— START OF RECORDS TO USE —

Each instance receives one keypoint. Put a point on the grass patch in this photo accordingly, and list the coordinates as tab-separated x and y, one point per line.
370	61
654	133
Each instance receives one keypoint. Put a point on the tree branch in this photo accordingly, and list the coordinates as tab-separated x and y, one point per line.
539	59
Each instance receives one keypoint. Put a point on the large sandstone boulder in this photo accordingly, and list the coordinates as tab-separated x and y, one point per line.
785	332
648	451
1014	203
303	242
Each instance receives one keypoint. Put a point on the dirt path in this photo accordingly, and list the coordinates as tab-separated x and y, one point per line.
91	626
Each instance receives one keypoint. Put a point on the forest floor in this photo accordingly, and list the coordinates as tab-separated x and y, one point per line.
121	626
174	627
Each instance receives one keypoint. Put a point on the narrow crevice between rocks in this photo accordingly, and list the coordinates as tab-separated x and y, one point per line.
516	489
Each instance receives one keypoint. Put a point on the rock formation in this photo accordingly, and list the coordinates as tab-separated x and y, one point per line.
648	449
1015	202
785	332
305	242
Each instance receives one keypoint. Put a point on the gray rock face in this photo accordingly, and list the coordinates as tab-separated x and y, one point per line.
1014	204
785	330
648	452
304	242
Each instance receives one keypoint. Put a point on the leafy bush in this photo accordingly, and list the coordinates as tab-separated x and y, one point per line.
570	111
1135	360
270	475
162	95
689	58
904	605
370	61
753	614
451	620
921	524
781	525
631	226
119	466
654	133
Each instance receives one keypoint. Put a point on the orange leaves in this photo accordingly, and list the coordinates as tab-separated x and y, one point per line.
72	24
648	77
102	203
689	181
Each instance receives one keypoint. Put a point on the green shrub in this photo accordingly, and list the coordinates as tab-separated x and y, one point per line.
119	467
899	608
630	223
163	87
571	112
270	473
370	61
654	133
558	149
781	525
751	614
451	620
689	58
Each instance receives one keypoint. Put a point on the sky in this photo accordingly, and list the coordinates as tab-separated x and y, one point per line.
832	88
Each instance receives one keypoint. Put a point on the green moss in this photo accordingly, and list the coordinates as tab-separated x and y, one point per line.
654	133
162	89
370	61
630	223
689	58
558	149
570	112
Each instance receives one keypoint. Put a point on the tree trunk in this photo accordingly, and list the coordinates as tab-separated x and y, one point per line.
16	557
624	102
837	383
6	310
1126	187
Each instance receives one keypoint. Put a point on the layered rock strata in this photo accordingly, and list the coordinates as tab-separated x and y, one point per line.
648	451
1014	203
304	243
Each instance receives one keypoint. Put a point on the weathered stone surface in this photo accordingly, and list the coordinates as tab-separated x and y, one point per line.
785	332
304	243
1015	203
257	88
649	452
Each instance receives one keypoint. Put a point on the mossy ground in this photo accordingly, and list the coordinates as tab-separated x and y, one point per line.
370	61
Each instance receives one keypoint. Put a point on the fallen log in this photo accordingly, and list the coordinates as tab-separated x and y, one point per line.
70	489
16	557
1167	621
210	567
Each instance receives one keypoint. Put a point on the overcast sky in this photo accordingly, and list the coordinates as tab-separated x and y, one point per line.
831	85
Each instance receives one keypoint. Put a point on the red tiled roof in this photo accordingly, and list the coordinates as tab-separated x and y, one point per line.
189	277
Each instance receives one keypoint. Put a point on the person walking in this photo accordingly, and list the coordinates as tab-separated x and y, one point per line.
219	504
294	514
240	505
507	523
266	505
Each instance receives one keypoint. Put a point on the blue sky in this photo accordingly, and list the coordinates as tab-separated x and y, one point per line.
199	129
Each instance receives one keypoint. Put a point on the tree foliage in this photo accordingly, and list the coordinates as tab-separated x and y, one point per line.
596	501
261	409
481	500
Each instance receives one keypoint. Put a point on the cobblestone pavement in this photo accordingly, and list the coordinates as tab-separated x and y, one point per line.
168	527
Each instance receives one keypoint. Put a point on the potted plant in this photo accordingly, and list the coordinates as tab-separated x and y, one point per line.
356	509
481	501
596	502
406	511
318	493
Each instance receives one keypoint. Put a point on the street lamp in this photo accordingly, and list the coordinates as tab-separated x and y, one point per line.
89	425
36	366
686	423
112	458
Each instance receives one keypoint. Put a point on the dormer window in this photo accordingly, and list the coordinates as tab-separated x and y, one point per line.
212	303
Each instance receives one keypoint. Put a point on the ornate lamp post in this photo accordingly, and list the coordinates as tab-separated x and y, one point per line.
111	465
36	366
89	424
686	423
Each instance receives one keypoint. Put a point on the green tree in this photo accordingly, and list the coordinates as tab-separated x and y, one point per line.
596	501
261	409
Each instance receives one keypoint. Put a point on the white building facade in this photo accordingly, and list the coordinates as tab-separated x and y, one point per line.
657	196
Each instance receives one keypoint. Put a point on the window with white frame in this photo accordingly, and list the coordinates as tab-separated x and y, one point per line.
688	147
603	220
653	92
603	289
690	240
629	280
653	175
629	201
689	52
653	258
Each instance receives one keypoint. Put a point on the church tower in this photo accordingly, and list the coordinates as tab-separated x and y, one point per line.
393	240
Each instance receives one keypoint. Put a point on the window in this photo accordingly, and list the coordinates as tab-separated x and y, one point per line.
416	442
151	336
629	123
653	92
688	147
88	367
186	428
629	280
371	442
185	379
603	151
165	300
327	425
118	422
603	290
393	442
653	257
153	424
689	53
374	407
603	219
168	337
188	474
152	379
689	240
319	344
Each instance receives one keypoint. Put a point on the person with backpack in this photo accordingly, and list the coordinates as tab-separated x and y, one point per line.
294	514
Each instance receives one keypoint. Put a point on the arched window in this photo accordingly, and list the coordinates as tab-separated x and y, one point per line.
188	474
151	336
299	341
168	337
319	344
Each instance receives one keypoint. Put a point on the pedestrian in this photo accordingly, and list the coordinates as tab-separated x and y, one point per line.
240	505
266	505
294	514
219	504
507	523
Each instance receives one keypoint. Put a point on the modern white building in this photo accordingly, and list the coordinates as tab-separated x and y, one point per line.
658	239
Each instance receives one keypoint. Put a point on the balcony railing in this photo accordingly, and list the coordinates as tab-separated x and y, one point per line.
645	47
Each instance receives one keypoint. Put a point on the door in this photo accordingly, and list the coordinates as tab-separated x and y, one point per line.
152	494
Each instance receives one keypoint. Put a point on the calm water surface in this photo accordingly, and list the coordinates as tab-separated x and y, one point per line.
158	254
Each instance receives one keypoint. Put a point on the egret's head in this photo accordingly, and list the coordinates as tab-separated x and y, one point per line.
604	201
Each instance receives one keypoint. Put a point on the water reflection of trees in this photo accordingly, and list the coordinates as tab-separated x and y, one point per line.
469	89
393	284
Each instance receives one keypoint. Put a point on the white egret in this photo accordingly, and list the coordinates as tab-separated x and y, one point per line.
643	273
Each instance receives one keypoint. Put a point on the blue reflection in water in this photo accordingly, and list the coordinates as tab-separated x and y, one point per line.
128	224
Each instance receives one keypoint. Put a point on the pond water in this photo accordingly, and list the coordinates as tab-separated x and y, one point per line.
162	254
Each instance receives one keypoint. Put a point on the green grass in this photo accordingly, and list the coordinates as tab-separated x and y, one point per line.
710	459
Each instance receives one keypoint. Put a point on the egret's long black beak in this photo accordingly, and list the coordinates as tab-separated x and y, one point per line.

— END OF RECORDS TO USE —

JOB
Every record above needs to be repeated word for word.

EXERCISE RESULT
Each instance receives one keypoint. Put a point on the grass patch in this photo accordingly, and list the coordinates as tab-separated x and y, one point per line.
370	61
654	133
Each instance receives one keypoint. Put a point on the tree branch in this photo accordingly, and list the coordinates as tab-separated x and y, one point per line.
539	59
Each instance receives one keypoint. Put a point on the large sandstone boulder in this photo accordingly, and list the coordinates as tab-separated x and y, one point per line.
785	332
648	451
1014	203
303	242
Each instance receives one keypoint. Put a point on the dirt path in this photo accordingly, and list the coordinates as tab-separated x and y, one point per line.
91	626
Each instance receives one keypoint. Put a point on the forest floor in this photo accordingly, and list the coordinates as tab-separated x and y, one point per line.
121	626
174	627
Each instance receives one keypoint. Put a point on the narrow crevice between rocks in this photo accordingly, and list the coordinates as tab-separated x and y, one point per line.
516	489
Each instance receives one keypoint. Put a point on the rock formation in this photo accordingly, and list the coordinates as tab-separated x and y, one point per line.
648	449
1015	202
785	332
305	242
Each instance receives one keypoint. Put a point on the gray rock face in this photo accordingly, and list the coordinates as tab-separated x and y, one point per line.
1014	204
785	330
648	452
304	242
Each instance receives one keypoint. Put a point on the leafy bush in this photo accordingly, and list the coordinates as tab-separated x and y, one point per line.
570	111
1135	360
270	475
162	95
689	58
904	605
370	61
753	614
451	620
921	524
781	525
631	226
119	466
654	133
Each instance receives one keypoint. Put a point on the orange leaves in this photo accordingly, and list the coordinates as tab-separated x and y, one point per line.
72	24
648	77
102	203
689	181
Each instance receives one keypoint. Put a point on the green shrub in this photo accordingly, and list the coordinates as tab-separated x and y, one point per line.
119	467
899	608
630	223
163	87
571	112
270	473
370	61
654	133
558	149
781	525
751	614
451	620
689	58
Each instance receives one keypoint. Put a point on the sky in this photo accordingly, and list the coordinates as tab-separated x and y, one point per line.
832	88
Each instance receives one keypoint. Put a point on the green moss in this photo accordingly, and list the coordinates as tab-separated x and y, one point per line.
654	133
162	89
370	61
630	223
689	58
558	149
570	112
Each instance receives one keypoint. Put a point on the tree trunk in this photo accordingly, and list the coordinates as tab-separated x and y, one point per line.
16	557
624	102
837	383
6	310
1126	187
Each instance receives one keypoint. Put a point on the layered rock strata in this photo accordingly, and list the coordinates as tab-separated x and y, one point per line.
648	451
1014	203
304	243
Each instance receives one keypoint. Put a point on the weathered stone surface in this photo accordingly, and list the coordinates as tab-separated x and y, one point per line.
785	332
304	243
1015	203
257	88
649	452
Each instance receives one keypoint. Put a point on the mossy ground in this photo accordingly, and list the coordinates as tab-separated x and y, one point per line.
370	61
Each instance receives one keypoint. Put a point on the fallen log in this photo accordingly, and list the coordinates as tab-separated x and y, one point per line.
70	489
16	557
1167	621
210	567
Each instance receives one keypoint. Put a point on the overcast sky in this photo accordingly, and list the coordinates as tab-separated x and y, one point per line.
831	85
Each instance receives one keypoint. Put a point on the red tiled roof in this photo accordingly, and list the coordinates as tab-separated x and y, one point per line.
189	277
Each instance receives one keypoint. Put a point on the person walking in this photo accordingly, and list the coordinates as tab-separated x and y, one point per line.
219	504
294	514
240	505
507	523
266	505
Each instance receives one keypoint. Put a point on the blue sky in this photo accordingly, and list the coordinates as tab-separated x and y, one point per line.
199	129
Each instance receives one keypoint. Put a point on the tree foliage in this photo accordingly, and list the coordinates as tab-separated x and y, one point per line.
596	501
261	409
481	500
Each instance receives one keypoint. Put a point on the cobblestone pavement in this photo accordingly, and list the coordinates as tab-separated x and y, one point per line.
168	527
Each instance receives one keypoint. Put a point on the potted plant in this photo accordingly, and list the coordinates as tab-separated x and y, one point per line.
356	509
481	501
596	502
406	511
318	493
Each instance receives one keypoint. Put a point on the street lamp in this photo accordingly, and list the coordinates as tab-separated x and y, one point per line.
89	425
36	366
686	423
112	458
Each instance receives one keypoint. Put a point on the dormer window in this photo accordingly, and list the coordinates as tab-separated x and y, one point per line.
212	303
Each instance receives one keypoint. Put a point on the ornate lamp post in this photo accordingly, and list the coordinates as tab-separated x and y, one point per line.
111	465
36	366
89	424
686	423
Each instance receives one keypoint. Put a point on the green tree in this photo accordingly, and list the coordinates as tab-separated x and y, one point per line.
596	501
261	409
Each instance receives one keypoint. Put a point on the white building facade in this photo accordingly, and list the coordinates as tab-separated x and y, one point per line.
657	196
Each instance receives one keypoint. Put a point on the window with white frame in this photo accordingly, and list the coordinates as tab-separated x and y, one point per line.
688	147
603	220
653	92
603	289
690	240
629	280
653	175
629	201
689	52
653	258
Each instance receives one keypoint. Put a point on the church tower in this photo accordingly, and list the coordinates as tab-separated x and y, one point per line.
393	240
Each instance receives one keypoint. Put a point on the window in this photo accordingly, and list the coordinates as tab-separated x and y, one point per line.
416	442
151	336
629	123
653	92
688	147
88	367
186	428
629	280
371	442
185	379
603	151
165	300
327	425
118	422
603	290
393	442
653	257
153	424
689	53
374	407
603	219
168	337
188	474
152	379
689	240
319	344
Each instance receives one keypoint. Put a point on the person with backpack in this photo accordingly, and list the coordinates as tab-separated x and y, one point per line.
294	514
Each instance receives one keypoint. Put a point on the arched window in this photo accordingly, and list the coordinates as tab-separated x and y, one point per line.
188	474
151	336
299	341
168	337
319	344
Each instance receives one keypoint. Put a point on the pedestrian in this photo accordingly, and list the coordinates as tab-separated x and y, one point per line.
240	505
266	505
294	514
219	504
507	523
Each instance receives one keypoint. Put a point on the modern white building in this photo accordingly, and list the coordinates as tab-separated x and y, one point per line.
658	239
Each instance receives one keypoint. Put a point on the balcony railing in this photo accordingly, and list the coordinates as tab-separated x and y, one point per line.
645	47
Each instance receives one keypoint. Put a point on the door in this photo accordingly, and list the coordinates as tab-separated x and y, one point per line.
152	494
Each instance receives one keypoint. Put a point on the calm water surface in this photo accordingly, and list the coordinates as tab-separated x and y, one point per line.
158	254
Each instance receives one keypoint. Put a point on the egret's head in this photo accordingly, and list the coordinates as tab-separated x and y, one point per line.
604	201
Each instance receives one keypoint. Put a point on the water reflection of trees in this photo accordingly, and list the coordinates as tab-separated x and y, one point per line.
469	89
393	284
Each instance receives one keypoint. Put a point on the white egret in this photo accordingly, and list the coordinates as tab-separated x and y, one point per line.
643	273
Each instance receives one keypoint. Put a point on the blue reflection in water in this photo accordingly, and list the coordinates as tab-separated x and y, one point per line.
128	224
Each instance receives one keypoint. Put a point on the pond water in this photo accordingly, and list the coordinates as tab-separated x and y, one point per line.
162	254
Each instance receives one keypoint. Put a point on the green grass in this photo accordingly, and list the coordinates as tab-separated x and y, one point per line.
710	459
Each instance receives one keypoint. Put a point on the egret's long black beak in this photo accordingly, and list the coordinates as tab-separated x and y, one point per line.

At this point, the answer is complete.